• GIVEN REQUEST:
Convert these lines into a JSON list of strings with one string per line, leaving out any blank lines.

• Items listed in a dataset:
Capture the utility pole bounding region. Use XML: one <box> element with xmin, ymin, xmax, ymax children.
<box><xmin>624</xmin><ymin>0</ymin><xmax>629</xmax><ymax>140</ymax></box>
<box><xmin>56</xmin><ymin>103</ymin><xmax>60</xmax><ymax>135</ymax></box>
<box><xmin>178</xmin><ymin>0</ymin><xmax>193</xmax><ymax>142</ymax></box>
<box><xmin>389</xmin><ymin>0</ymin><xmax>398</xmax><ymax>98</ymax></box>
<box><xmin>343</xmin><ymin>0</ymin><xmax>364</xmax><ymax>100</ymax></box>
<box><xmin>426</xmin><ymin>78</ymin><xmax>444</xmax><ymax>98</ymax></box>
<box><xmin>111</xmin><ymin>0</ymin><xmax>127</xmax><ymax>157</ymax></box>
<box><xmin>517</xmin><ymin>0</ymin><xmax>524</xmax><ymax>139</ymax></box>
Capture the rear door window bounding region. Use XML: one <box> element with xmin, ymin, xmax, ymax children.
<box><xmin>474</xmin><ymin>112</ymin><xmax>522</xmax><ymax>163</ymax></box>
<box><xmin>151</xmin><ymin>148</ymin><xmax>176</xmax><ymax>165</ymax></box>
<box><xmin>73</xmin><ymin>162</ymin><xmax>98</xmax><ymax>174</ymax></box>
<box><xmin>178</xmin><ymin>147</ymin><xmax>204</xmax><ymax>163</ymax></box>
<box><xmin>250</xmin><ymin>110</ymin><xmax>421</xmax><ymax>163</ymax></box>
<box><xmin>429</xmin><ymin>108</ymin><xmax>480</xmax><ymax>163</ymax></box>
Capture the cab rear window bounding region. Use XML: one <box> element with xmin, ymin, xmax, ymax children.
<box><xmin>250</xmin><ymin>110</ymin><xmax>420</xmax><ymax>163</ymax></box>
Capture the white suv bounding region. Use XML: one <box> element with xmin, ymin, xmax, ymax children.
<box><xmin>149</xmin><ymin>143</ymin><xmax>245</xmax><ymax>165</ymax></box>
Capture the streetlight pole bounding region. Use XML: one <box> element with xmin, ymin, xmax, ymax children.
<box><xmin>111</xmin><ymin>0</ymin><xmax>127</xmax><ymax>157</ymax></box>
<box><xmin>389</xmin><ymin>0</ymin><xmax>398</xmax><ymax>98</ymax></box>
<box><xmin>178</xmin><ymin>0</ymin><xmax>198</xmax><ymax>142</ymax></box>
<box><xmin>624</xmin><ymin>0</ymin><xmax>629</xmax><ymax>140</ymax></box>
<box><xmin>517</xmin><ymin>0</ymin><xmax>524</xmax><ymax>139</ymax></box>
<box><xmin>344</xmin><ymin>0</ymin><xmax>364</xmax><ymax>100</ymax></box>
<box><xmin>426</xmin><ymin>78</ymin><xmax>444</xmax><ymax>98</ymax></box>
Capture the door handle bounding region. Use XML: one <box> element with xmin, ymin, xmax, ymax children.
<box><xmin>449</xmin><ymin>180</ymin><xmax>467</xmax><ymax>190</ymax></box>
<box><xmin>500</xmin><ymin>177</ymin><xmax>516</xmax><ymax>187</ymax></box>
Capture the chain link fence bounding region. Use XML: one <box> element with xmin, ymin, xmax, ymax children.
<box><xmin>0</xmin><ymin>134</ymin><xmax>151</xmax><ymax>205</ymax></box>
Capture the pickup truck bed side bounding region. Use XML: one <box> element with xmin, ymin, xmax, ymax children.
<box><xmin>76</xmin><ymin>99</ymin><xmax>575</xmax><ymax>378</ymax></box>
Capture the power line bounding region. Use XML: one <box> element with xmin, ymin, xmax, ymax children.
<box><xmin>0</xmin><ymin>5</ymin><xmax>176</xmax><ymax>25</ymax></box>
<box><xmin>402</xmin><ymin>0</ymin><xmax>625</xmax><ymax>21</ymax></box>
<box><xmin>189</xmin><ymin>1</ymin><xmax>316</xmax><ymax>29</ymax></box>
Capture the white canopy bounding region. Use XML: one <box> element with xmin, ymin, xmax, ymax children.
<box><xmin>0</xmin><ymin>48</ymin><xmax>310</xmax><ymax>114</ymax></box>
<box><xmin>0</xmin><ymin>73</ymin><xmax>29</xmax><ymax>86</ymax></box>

• TASK OUTPUT:
[
  "Capture the utility pole bounding region. Use XML: one <box> element with xmin, ymin, xmax, ymax children.",
  "<box><xmin>624</xmin><ymin>0</ymin><xmax>629</xmax><ymax>140</ymax></box>",
  "<box><xmin>56</xmin><ymin>103</ymin><xmax>60</xmax><ymax>135</ymax></box>",
  "<box><xmin>178</xmin><ymin>0</ymin><xmax>193</xmax><ymax>142</ymax></box>",
  "<box><xmin>389</xmin><ymin>0</ymin><xmax>398</xmax><ymax>98</ymax></box>",
  "<box><xmin>343</xmin><ymin>0</ymin><xmax>364</xmax><ymax>100</ymax></box>",
  "<box><xmin>426</xmin><ymin>78</ymin><xmax>444</xmax><ymax>98</ymax></box>",
  "<box><xmin>111</xmin><ymin>0</ymin><xmax>127</xmax><ymax>157</ymax></box>",
  "<box><xmin>517</xmin><ymin>0</ymin><xmax>524</xmax><ymax>139</ymax></box>",
  "Capture the rear door window bounding region. Use XML: one <box> element with xmin, ymin, xmax, ymax children.",
  "<box><xmin>474</xmin><ymin>112</ymin><xmax>522</xmax><ymax>163</ymax></box>",
  "<box><xmin>151</xmin><ymin>148</ymin><xmax>176</xmax><ymax>165</ymax></box>",
  "<box><xmin>73</xmin><ymin>162</ymin><xmax>98</xmax><ymax>174</ymax></box>",
  "<box><xmin>178</xmin><ymin>147</ymin><xmax>204</xmax><ymax>163</ymax></box>",
  "<box><xmin>250</xmin><ymin>110</ymin><xmax>421</xmax><ymax>163</ymax></box>",
  "<box><xmin>429</xmin><ymin>108</ymin><xmax>480</xmax><ymax>163</ymax></box>",
  "Capture the cab rear window bounding region. Use XML: one <box> element with xmin, ymin, xmax, ymax children.",
  "<box><xmin>250</xmin><ymin>110</ymin><xmax>420</xmax><ymax>163</ymax></box>",
  "Capture the white suv bounding region. Use XML: one <box> element with xmin, ymin, xmax, ymax children.",
  "<box><xmin>149</xmin><ymin>143</ymin><xmax>245</xmax><ymax>165</ymax></box>",
  "Capture the streetlight pole bounding region. Use XML: one <box> element with xmin, ymin, xmax, ymax children.",
  "<box><xmin>111</xmin><ymin>0</ymin><xmax>127</xmax><ymax>157</ymax></box>",
  "<box><xmin>389</xmin><ymin>0</ymin><xmax>398</xmax><ymax>98</ymax></box>",
  "<box><xmin>178</xmin><ymin>0</ymin><xmax>198</xmax><ymax>142</ymax></box>",
  "<box><xmin>624</xmin><ymin>0</ymin><xmax>629</xmax><ymax>140</ymax></box>",
  "<box><xmin>517</xmin><ymin>0</ymin><xmax>524</xmax><ymax>139</ymax></box>",
  "<box><xmin>344</xmin><ymin>0</ymin><xmax>364</xmax><ymax>100</ymax></box>",
  "<box><xmin>426</xmin><ymin>78</ymin><xmax>444</xmax><ymax>98</ymax></box>",
  "Capture the door handle bounding region. Use XML: one <box> element with xmin, ymin, xmax, ymax children.",
  "<box><xmin>449</xmin><ymin>180</ymin><xmax>467</xmax><ymax>190</ymax></box>",
  "<box><xmin>500</xmin><ymin>177</ymin><xmax>516</xmax><ymax>187</ymax></box>",
  "Capture the chain link fence bounding region. Use XML: one <box> element with xmin, ymin, xmax, ymax children.",
  "<box><xmin>0</xmin><ymin>134</ymin><xmax>151</xmax><ymax>205</ymax></box>",
  "Capture the pickup truck bed side bounding region. Use XML: one <box> element with xmin, ymin, xmax, ymax children.",
  "<box><xmin>76</xmin><ymin>99</ymin><xmax>575</xmax><ymax>378</ymax></box>",
  "Capture the power line bounding region. Use XML: one <box> element with xmin, ymin, xmax, ymax children.",
  "<box><xmin>0</xmin><ymin>5</ymin><xmax>176</xmax><ymax>25</ymax></box>",
  "<box><xmin>402</xmin><ymin>0</ymin><xmax>625</xmax><ymax>21</ymax></box>",
  "<box><xmin>189</xmin><ymin>1</ymin><xmax>316</xmax><ymax>29</ymax></box>",
  "Capture the white canopy bounding region. Use XML: one <box> element with xmin, ymin, xmax, ymax children.",
  "<box><xmin>0</xmin><ymin>48</ymin><xmax>310</xmax><ymax>114</ymax></box>",
  "<box><xmin>0</xmin><ymin>73</ymin><xmax>29</xmax><ymax>86</ymax></box>"
]